Task instructions
Report only how many lines of the entries below contain the string "purple".

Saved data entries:
---*---
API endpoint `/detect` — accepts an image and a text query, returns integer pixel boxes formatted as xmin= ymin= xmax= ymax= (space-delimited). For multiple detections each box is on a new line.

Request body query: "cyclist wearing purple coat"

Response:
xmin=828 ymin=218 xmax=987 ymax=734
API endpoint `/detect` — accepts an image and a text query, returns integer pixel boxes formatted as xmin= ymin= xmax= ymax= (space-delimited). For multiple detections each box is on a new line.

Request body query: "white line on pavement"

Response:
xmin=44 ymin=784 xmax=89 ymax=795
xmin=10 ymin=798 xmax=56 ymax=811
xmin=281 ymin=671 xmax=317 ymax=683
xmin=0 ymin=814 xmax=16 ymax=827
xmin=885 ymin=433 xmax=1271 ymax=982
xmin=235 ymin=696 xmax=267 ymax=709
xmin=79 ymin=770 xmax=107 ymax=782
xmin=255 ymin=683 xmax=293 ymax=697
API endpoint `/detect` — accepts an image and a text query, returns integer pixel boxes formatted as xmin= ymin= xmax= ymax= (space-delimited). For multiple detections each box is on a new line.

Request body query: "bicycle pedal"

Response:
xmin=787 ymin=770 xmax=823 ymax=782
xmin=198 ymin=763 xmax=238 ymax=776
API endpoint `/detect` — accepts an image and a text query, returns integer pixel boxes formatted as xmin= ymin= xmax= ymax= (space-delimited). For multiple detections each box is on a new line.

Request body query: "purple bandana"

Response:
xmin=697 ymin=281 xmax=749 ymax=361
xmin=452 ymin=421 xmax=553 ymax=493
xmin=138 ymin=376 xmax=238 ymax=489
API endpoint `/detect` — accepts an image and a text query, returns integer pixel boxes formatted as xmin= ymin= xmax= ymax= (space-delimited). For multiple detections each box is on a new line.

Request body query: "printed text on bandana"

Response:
---*---
Answer for this exercise
2